▸ **Task statement**
The answer must match the listing exactly, with every line written out again.

▸ **Materials provided**
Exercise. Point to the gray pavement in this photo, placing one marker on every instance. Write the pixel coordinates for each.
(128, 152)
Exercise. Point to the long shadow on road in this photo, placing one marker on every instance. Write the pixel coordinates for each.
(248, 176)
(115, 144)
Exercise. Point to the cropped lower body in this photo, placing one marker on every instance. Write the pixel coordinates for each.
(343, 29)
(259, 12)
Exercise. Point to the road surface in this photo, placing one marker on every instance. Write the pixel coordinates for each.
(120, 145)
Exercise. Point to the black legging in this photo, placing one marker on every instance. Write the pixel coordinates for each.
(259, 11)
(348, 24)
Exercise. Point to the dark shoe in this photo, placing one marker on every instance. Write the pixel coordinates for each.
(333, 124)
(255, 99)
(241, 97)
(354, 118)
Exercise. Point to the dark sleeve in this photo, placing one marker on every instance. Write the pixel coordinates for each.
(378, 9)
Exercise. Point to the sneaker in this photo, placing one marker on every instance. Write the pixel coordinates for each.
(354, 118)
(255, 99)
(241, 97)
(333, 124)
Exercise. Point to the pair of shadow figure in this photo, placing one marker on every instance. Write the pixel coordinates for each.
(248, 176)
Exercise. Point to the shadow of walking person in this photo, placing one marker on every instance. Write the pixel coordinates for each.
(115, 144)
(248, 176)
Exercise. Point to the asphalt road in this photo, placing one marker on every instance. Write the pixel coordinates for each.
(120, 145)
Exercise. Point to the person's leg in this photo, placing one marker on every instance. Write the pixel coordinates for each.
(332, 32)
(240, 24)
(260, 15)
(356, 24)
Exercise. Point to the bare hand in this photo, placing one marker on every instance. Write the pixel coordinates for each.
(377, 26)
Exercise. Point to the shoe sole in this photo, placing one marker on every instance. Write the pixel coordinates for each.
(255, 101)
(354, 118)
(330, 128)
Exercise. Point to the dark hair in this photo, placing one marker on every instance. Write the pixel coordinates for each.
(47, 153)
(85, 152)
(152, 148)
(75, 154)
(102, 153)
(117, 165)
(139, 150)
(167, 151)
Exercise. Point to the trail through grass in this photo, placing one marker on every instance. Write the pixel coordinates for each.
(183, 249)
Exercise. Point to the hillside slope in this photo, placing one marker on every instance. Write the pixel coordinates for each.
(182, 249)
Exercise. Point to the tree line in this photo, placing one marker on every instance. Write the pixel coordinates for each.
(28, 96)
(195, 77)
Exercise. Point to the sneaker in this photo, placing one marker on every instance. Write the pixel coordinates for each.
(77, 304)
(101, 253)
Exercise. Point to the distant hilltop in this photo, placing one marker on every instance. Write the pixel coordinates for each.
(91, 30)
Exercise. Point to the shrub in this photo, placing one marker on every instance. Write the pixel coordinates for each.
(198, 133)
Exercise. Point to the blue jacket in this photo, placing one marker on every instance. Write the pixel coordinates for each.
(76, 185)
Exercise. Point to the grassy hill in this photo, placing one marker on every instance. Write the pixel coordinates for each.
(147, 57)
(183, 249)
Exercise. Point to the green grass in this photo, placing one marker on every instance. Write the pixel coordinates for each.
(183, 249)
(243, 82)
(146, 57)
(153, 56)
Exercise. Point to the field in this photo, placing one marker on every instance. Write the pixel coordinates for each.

▸ **Solution for this task**
Exercise. Point to the gray pavement in this photo, placing one marker on every instance. Write the pixel coordinates for each.
(128, 152)
Exercise. Point to the long shadow on road in this photo, placing one marker on every instance. Write the pixel coordinates for each.
(248, 176)
(115, 144)
Exercise. Point to the cropped lower body in this photo, placing one marker on every instance. Write the pixel coordinates for each.
(343, 29)
(259, 12)
Exercise. Point to the road surface in this photo, placing one marker on every instance. Write the pixel coordinates for each.
(120, 145)
Exercise. Point to the black legging in this photo, placing one marker on every instance. Write the pixel coordinates for each.
(259, 11)
(348, 24)
Exercise. Point to the dark shoe in this photo, placing one marker on every instance. Write the pixel coordinates for each.
(333, 124)
(255, 99)
(241, 97)
(354, 118)
Exercise. Point to the dark sleeve in this photo, placing one marker on every instance. Write the pixel coordinates for each.
(378, 9)
Exercise. Point to the sneaker in this photo, placing one marker on every instance. Write the pixel coordinates for each.
(354, 118)
(255, 99)
(241, 97)
(333, 124)
Exercise. Point to the pair of shadow figure in this photo, placing one marker on every instance. Write the pixel coordinates for each.
(248, 176)
Exercise. Point to the shadow of walking person in this photo, placing one marker on every instance. Write the pixel coordinates for each.
(115, 144)
(248, 176)
Exercise. Point to the asphalt road in this photo, placing one marker on every instance. Write the pixel coordinates for each.
(120, 145)
Exercise. Point to the person's leg in this photo, placing one marker on every instance. Write the pixel coordinates for each.
(332, 32)
(240, 24)
(260, 15)
(356, 24)
Exercise. Point to the bare hand in this photo, placing one marker on every instance. Write the pixel coordinates for each.
(377, 26)
Exercise. Point to the shoe sole in this photo, placing one marker on every instance. Write the pixel coordinates for each.
(255, 101)
(354, 118)
(330, 128)
Exercise. Point to the dark hair in this photo, placing one marker on every instance. Write the pixel coordinates for each.
(47, 153)
(85, 152)
(152, 148)
(75, 154)
(102, 153)
(117, 165)
(139, 150)
(167, 151)
Exercise. Point to the trail through grass in this photo, placing one marker on every instance. Write the pixel coordinates for each.
(183, 249)
Exercise. Point to the hillside slope in this photo, placing one marker on every instance. Write the pixel coordinates for each.
(182, 249)
Exercise. Point to the tree line in this photo, placing one marker on every instance. Write the pixel coordinates for each.
(28, 96)
(195, 77)
Exercise. Point to the sneaker in this photo, placing one marker on every instance. Write the pixel coordinates for each.
(77, 304)
(101, 253)
Exercise. Point to the distant hilltop in this photo, placing one marker on every instance. Write the pixel coordinates for each.
(91, 30)
Exercise. Point to the shrub in this photo, placing one marker on every instance. Write the pixel coordinates for each.
(198, 133)
Exercise. Point to the blue jacket in this photo, placing one marker on every instance. Write the pixel coordinates for each.
(76, 185)
Exercise. Point to the grassy hill in this photo, placing one marker on every instance. Write the pixel coordinates for each.
(147, 57)
(183, 249)
Exercise. Point to the green grass in this photo, placing one marker on every instance. Write the pixel coordinates for each.
(183, 249)
(243, 82)
(146, 57)
(153, 56)
Exercise. Point to the field in this photo, placing one marker on every instance. Write the pixel coordinates for each.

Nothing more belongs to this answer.